In an effort to ensure that governmental bodies perform their work in the public eye, every state in the country – including Texas – has adopted “Open Meeting” laws that require school boards, city councils, state legislatures and other public entities to hold their deliberations in an “open” manner that is readily accessible to and by the public. Most, if not all, of these Open Meeting laws do allow limited and reasonable exceptions to public deliberation for highly sensitive and confidential matters. In Texas, those exceptions generally fall into the categories of personnel matters, real estate transactions, and pending or contemplated litigation.
At times the Seguin ISD Board of Trustees appears to interpret these Texas Open Meeting Law exemptions very broadly. They often have been quick to go into executive session with their attorney when it has not always been clear from the posted agenda item that such action is warranted or allowable under the law. These occasions have contributed to public mistrust of the Trustees and compromised their ability to work constructively with the community on the many critical matters that are facing our district and children.
-------
> [Short problem]: Quote the entire passage on open meeting laws word for word. The records are separate material and not part of the passage.

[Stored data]
-------
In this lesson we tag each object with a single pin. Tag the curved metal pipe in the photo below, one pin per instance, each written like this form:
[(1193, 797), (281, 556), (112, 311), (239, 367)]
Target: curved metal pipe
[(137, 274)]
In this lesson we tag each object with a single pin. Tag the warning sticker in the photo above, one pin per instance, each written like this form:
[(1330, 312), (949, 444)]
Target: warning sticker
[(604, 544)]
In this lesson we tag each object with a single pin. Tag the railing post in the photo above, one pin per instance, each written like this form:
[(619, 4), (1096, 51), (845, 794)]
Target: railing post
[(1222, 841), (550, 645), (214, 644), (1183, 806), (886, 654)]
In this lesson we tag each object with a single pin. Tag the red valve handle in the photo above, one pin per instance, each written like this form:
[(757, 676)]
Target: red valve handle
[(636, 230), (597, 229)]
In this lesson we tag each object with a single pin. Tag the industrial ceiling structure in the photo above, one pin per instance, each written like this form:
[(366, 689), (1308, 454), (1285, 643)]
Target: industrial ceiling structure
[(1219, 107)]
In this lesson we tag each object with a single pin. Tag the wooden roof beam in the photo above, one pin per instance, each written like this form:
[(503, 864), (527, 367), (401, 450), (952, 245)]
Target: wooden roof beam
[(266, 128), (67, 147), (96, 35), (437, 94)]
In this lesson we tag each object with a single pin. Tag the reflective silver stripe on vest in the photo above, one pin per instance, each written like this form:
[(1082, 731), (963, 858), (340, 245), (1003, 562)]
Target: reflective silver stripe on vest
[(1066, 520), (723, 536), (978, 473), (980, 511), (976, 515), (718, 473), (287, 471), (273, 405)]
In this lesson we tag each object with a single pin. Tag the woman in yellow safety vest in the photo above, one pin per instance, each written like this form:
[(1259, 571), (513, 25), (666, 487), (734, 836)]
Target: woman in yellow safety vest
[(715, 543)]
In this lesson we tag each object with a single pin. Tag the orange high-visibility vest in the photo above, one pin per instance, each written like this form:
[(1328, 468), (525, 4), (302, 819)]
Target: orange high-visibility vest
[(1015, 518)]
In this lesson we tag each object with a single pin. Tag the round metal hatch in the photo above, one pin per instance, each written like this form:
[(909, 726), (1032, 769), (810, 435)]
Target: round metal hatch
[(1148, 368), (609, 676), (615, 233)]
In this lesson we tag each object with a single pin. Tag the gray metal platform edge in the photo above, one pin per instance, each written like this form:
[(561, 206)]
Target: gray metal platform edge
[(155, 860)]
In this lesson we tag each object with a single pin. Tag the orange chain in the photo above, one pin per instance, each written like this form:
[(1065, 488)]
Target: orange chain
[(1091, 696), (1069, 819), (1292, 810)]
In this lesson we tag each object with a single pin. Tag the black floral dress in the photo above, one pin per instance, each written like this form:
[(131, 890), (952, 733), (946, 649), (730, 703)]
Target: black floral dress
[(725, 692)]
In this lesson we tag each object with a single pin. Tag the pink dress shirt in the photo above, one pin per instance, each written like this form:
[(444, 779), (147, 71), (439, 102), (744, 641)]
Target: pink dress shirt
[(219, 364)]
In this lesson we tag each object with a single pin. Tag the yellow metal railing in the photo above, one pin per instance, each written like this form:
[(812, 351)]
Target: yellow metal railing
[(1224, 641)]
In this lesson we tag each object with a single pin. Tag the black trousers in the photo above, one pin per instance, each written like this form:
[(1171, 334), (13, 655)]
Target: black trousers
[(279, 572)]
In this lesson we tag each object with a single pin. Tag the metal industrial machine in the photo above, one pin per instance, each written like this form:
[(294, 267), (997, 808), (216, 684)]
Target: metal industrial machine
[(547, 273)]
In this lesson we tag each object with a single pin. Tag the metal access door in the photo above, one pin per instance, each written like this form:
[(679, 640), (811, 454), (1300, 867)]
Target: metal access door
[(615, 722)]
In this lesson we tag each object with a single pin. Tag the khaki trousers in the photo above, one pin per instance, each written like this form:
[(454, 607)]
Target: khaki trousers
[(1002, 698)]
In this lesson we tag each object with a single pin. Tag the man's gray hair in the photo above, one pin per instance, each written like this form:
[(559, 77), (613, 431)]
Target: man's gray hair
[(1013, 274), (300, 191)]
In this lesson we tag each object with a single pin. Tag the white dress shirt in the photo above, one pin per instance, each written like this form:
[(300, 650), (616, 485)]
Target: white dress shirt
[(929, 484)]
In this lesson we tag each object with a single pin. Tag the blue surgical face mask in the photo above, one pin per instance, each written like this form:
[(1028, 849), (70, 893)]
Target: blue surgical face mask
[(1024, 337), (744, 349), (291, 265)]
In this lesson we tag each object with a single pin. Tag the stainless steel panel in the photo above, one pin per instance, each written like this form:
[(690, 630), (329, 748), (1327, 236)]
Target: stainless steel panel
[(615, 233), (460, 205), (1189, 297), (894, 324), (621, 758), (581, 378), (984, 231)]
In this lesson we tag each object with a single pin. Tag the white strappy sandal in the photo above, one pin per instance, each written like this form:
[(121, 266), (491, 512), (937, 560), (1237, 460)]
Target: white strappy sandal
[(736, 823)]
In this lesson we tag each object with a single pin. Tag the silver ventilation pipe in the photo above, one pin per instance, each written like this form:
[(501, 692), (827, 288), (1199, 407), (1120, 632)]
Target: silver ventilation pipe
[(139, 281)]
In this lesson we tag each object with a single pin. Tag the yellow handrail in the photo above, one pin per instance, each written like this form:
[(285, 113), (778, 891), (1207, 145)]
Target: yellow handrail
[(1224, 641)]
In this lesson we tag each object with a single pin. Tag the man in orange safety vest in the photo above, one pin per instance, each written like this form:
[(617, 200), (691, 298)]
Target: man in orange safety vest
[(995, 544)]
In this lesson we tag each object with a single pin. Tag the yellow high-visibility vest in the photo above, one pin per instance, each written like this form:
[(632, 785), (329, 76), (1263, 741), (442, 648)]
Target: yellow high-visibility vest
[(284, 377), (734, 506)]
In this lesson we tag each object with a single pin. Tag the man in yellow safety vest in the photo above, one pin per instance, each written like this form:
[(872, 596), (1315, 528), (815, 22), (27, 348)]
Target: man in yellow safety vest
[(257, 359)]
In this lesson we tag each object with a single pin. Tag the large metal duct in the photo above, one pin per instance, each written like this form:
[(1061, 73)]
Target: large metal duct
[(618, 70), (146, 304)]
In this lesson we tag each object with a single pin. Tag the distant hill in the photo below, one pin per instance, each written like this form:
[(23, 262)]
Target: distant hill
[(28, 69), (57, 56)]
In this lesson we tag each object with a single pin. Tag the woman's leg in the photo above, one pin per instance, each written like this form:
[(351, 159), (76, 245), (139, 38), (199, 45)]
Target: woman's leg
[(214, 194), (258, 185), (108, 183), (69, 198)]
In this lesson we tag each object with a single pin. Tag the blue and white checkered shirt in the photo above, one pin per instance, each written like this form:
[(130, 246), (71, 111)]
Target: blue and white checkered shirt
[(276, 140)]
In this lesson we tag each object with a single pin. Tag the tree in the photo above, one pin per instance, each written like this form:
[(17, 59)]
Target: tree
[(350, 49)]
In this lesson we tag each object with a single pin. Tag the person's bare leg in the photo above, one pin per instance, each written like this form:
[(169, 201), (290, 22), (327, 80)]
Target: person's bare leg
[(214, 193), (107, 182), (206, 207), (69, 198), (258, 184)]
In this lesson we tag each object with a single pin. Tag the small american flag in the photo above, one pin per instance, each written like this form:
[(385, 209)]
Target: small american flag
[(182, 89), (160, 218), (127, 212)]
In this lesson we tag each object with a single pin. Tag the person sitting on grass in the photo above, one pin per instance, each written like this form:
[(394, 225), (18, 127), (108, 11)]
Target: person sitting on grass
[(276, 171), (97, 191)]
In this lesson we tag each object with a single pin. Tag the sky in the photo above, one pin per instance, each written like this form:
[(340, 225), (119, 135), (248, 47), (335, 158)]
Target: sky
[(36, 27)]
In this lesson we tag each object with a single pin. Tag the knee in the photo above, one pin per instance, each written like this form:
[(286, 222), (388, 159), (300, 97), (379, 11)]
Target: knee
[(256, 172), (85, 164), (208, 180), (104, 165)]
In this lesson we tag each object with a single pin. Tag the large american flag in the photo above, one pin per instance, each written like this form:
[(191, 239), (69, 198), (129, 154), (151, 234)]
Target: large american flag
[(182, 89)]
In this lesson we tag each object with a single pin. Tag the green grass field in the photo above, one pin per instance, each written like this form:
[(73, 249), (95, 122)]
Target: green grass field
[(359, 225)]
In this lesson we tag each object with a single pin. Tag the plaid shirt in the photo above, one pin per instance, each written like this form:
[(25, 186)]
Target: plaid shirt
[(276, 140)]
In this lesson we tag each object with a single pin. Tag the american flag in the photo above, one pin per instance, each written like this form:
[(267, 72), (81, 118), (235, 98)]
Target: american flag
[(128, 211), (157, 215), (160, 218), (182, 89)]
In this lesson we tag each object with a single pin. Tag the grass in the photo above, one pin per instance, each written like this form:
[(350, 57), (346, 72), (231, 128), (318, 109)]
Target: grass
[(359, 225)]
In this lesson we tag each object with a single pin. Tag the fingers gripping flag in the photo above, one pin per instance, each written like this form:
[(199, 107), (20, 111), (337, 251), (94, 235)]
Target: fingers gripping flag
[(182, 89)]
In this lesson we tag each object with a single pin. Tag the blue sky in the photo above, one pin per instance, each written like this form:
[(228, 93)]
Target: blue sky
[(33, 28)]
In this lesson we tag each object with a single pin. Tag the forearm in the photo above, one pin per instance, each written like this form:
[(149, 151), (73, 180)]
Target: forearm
-------
> [Written answer]:
In an effort to ensure that governmental bodies perform their work in the public eye, every state in the country – including Texas – has adopted “Open Meeting” laws that require school boards, city councils, state legislatures and other public entities to hold their deliberations in an “open” manner that is readily accessible to and by the public. Most, if not all, of these Open Meeting laws do allow limited and reasonable exceptions to public deliberation for highly sensitive and confidential matters. In Texas, those exceptions generally fall into the categories of personnel matters, real estate transactions, and pending or contemplated litigation.
At times the Seguin ISD Board of Trustees appears to interpret these Texas Open Meeting Law exemptions very broadly. They often have been quick to go into executive session with their attorney when it has not always been clear from the posted agenda item that such action is warranted or allowable under the law. These occasions have contributed to public mistrust of the Trustees and compromised their ability to work constructively with the community on the many critical matters that are facing our district and children.